» **Your task**
A verbatim copy of the line containing "Note: mark the leaf" and all lines after it, up to and including the final line of the records, is the only acceptable output.

» **Entries provided**
******

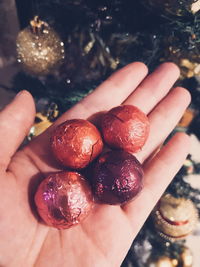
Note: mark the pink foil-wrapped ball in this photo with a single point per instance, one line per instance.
(76, 143)
(125, 127)
(64, 199)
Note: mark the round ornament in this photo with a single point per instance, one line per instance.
(63, 199)
(125, 127)
(43, 120)
(186, 258)
(174, 7)
(175, 218)
(117, 177)
(39, 48)
(75, 143)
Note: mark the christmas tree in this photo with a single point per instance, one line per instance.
(68, 48)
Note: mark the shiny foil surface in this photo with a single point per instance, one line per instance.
(117, 177)
(76, 143)
(125, 127)
(64, 199)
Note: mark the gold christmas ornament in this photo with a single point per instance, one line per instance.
(40, 125)
(39, 48)
(188, 68)
(186, 258)
(43, 121)
(175, 218)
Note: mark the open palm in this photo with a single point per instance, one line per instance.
(104, 237)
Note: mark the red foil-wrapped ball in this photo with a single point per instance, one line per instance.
(117, 177)
(125, 127)
(64, 199)
(75, 143)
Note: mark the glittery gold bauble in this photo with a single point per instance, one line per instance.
(175, 7)
(161, 262)
(39, 48)
(43, 121)
(40, 125)
(186, 258)
(175, 218)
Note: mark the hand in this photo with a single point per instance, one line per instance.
(103, 239)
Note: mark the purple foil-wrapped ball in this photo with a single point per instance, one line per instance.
(64, 199)
(117, 177)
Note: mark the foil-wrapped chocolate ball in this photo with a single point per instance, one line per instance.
(117, 177)
(125, 127)
(63, 199)
(76, 143)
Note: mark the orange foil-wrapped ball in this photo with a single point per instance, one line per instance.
(75, 143)
(63, 199)
(125, 127)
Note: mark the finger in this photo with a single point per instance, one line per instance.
(154, 87)
(110, 93)
(158, 174)
(15, 122)
(163, 119)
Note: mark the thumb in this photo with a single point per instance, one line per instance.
(15, 121)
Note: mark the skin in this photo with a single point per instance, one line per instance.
(103, 239)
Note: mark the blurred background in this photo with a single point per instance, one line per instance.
(60, 50)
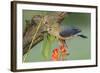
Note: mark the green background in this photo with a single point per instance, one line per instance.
(79, 48)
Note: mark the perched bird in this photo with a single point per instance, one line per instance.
(63, 35)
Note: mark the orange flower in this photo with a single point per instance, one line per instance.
(55, 54)
(63, 51)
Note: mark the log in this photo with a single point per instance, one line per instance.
(56, 17)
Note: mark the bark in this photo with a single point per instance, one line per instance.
(28, 33)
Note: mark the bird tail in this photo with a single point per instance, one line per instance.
(82, 36)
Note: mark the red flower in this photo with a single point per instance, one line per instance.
(55, 54)
(63, 51)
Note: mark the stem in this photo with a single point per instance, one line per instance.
(38, 27)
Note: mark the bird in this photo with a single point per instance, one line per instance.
(63, 35)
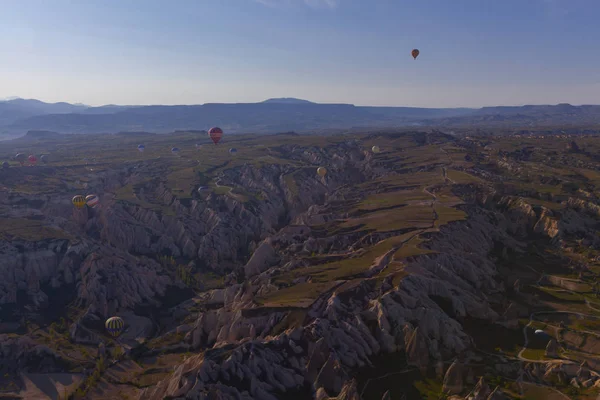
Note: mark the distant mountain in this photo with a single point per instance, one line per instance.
(17, 108)
(288, 100)
(273, 116)
(270, 117)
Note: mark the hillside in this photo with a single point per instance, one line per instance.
(277, 115)
(422, 271)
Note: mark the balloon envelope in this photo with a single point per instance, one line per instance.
(215, 134)
(114, 326)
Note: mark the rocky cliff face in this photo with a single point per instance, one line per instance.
(240, 348)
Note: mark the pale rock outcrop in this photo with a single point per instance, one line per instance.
(262, 258)
(481, 391)
(454, 379)
(552, 349)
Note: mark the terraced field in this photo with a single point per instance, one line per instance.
(437, 251)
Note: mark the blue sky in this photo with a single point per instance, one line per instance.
(473, 52)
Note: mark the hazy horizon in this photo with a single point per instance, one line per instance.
(327, 51)
(8, 98)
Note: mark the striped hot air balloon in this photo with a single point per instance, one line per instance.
(114, 326)
(92, 200)
(78, 201)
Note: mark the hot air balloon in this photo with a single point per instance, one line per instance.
(92, 200)
(215, 134)
(21, 158)
(114, 326)
(78, 201)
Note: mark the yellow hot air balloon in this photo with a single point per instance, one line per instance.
(114, 326)
(78, 201)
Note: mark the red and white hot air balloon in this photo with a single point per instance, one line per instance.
(215, 134)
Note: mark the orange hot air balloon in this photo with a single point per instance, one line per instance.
(215, 134)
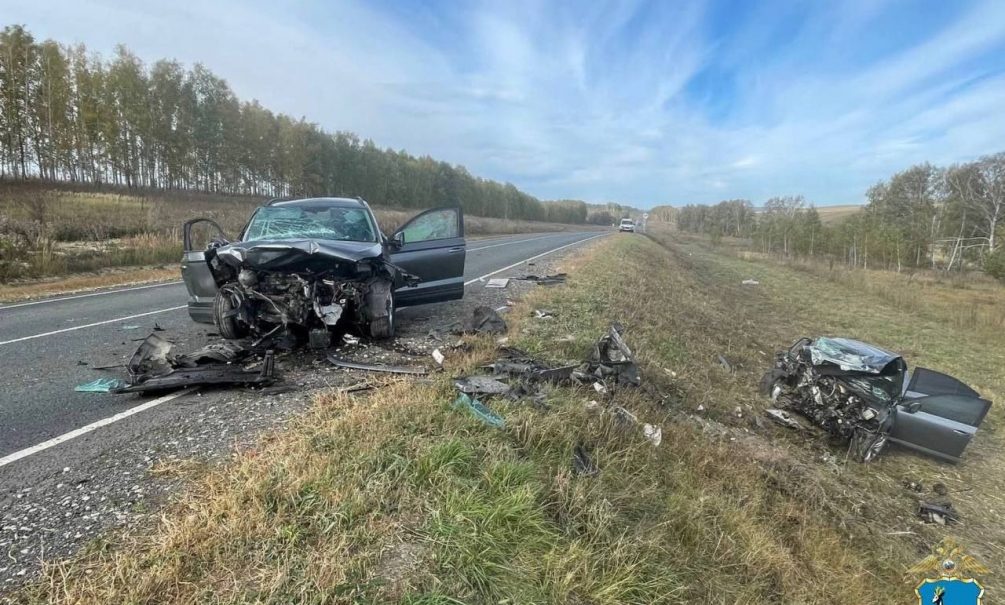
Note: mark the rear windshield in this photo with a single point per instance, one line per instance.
(325, 222)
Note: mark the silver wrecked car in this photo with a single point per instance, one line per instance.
(867, 396)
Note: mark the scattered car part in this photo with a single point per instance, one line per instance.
(478, 409)
(102, 385)
(582, 462)
(338, 362)
(209, 374)
(484, 320)
(653, 433)
(545, 279)
(782, 417)
(866, 396)
(481, 385)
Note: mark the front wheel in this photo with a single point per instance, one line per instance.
(382, 316)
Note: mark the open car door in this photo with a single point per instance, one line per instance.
(431, 246)
(939, 415)
(195, 266)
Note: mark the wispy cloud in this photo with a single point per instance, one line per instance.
(639, 102)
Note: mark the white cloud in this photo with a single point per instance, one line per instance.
(585, 99)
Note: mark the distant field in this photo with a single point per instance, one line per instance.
(47, 232)
(832, 214)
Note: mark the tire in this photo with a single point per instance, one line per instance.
(225, 305)
(382, 322)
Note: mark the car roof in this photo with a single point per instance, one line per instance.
(322, 202)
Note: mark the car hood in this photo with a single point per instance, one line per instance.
(296, 254)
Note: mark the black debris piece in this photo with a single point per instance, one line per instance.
(611, 358)
(484, 320)
(209, 374)
(582, 463)
(545, 279)
(940, 514)
(481, 385)
(344, 363)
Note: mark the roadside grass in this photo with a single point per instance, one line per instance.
(396, 496)
(54, 232)
(792, 301)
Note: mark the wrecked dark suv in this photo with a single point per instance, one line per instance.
(867, 396)
(304, 267)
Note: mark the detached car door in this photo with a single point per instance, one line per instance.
(431, 245)
(939, 415)
(195, 268)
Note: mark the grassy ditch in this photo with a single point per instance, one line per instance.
(395, 496)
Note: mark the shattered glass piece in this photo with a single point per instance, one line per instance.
(782, 417)
(102, 385)
(478, 409)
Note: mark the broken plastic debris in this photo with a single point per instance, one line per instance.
(653, 433)
(782, 417)
(582, 463)
(343, 363)
(481, 385)
(479, 410)
(484, 320)
(102, 385)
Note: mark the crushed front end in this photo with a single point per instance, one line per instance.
(846, 387)
(303, 288)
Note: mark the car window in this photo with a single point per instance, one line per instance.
(438, 224)
(966, 410)
(323, 222)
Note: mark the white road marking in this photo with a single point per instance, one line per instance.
(64, 330)
(481, 277)
(27, 451)
(508, 243)
(101, 293)
(17, 455)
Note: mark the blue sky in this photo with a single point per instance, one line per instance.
(645, 103)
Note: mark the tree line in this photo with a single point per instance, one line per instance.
(69, 116)
(925, 216)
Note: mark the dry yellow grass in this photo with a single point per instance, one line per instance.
(394, 496)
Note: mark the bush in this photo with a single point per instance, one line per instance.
(994, 264)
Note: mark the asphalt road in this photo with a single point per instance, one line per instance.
(49, 347)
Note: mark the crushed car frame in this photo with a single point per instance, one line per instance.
(867, 396)
(302, 267)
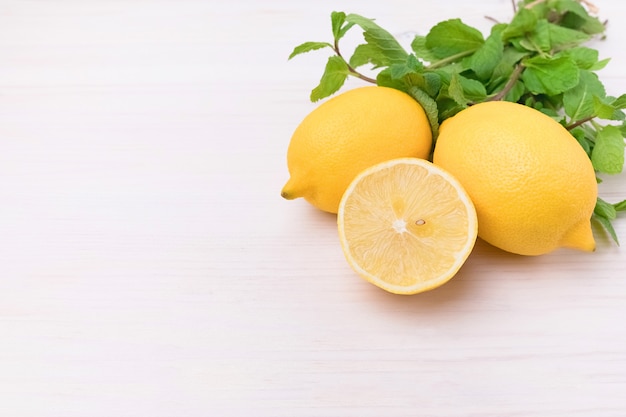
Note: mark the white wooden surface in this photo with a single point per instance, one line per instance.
(149, 267)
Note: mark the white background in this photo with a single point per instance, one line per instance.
(149, 267)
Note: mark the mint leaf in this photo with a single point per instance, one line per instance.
(430, 107)
(604, 209)
(551, 76)
(578, 102)
(307, 47)
(621, 206)
(418, 45)
(453, 37)
(562, 37)
(620, 102)
(608, 153)
(606, 109)
(606, 223)
(455, 90)
(486, 58)
(600, 64)
(584, 57)
(333, 78)
(381, 49)
(337, 22)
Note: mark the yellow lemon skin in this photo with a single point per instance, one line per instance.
(533, 186)
(349, 133)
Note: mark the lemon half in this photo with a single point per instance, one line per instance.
(406, 225)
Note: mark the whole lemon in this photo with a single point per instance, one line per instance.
(348, 133)
(532, 184)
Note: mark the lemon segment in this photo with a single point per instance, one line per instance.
(406, 225)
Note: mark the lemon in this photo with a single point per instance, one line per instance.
(348, 133)
(406, 225)
(533, 186)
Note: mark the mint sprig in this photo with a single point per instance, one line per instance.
(538, 59)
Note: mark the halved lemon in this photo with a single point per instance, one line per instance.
(406, 225)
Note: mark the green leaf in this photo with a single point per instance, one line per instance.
(381, 49)
(307, 47)
(430, 107)
(600, 64)
(337, 21)
(574, 16)
(620, 102)
(539, 39)
(606, 223)
(516, 93)
(578, 101)
(332, 80)
(608, 153)
(551, 76)
(606, 109)
(411, 66)
(605, 209)
(453, 37)
(621, 206)
(562, 37)
(455, 90)
(418, 45)
(486, 58)
(584, 57)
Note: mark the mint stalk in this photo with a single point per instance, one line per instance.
(540, 58)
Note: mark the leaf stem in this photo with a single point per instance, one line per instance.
(450, 59)
(517, 72)
(579, 122)
(352, 71)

******

» **Task solution**
Note: mark the leaf stem in this photo with a single point per instance, one line per instance.
(450, 59)
(517, 72)
(579, 122)
(352, 71)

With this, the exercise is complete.